Location identification entries:
--------------------------------

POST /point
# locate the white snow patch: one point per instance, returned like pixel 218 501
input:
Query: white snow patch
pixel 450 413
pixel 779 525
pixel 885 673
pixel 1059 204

--------------------------------

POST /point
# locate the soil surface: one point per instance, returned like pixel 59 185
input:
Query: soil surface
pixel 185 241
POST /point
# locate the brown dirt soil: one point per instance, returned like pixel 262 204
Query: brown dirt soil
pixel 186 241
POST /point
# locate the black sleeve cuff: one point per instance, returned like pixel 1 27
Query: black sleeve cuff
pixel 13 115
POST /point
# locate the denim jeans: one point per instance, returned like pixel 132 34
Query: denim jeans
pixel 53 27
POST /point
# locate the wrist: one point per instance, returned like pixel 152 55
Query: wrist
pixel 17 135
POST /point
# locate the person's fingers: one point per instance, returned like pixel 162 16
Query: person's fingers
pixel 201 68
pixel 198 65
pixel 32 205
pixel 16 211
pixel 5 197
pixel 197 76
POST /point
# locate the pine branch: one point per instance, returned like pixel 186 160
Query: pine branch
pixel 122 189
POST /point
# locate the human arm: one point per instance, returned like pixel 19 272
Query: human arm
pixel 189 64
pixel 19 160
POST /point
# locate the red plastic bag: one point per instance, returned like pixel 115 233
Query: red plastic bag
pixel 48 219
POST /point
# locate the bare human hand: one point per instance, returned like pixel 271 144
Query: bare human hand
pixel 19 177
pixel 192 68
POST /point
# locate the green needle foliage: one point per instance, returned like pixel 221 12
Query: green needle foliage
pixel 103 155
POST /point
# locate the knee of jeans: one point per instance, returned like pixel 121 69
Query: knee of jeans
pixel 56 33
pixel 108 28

--------------------------------

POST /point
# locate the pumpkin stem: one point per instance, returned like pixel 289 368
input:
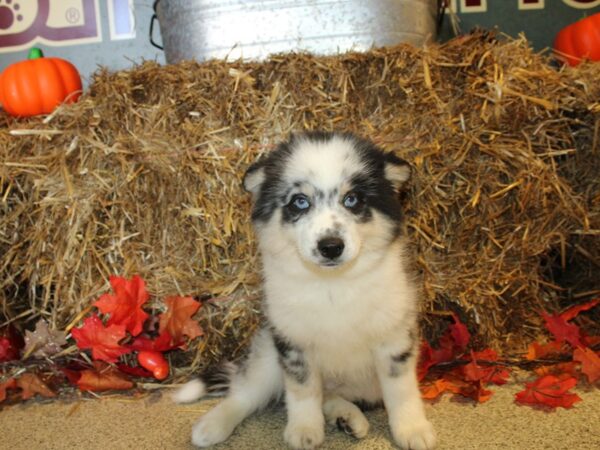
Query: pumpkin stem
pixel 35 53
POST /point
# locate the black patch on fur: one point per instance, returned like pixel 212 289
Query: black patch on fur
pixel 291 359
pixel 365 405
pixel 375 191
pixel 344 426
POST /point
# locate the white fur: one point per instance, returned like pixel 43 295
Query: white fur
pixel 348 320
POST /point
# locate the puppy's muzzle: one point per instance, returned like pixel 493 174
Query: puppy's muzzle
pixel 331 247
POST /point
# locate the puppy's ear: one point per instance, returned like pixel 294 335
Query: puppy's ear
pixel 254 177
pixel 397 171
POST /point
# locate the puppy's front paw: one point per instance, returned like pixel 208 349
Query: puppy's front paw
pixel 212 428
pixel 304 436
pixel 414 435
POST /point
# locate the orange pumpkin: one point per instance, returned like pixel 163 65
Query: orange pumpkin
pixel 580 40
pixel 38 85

--------------------------------

(SET EXERCISE): Please count the lines in the listing above that contain the word "black", and give only that number.

(CORRECT ANSWER): 4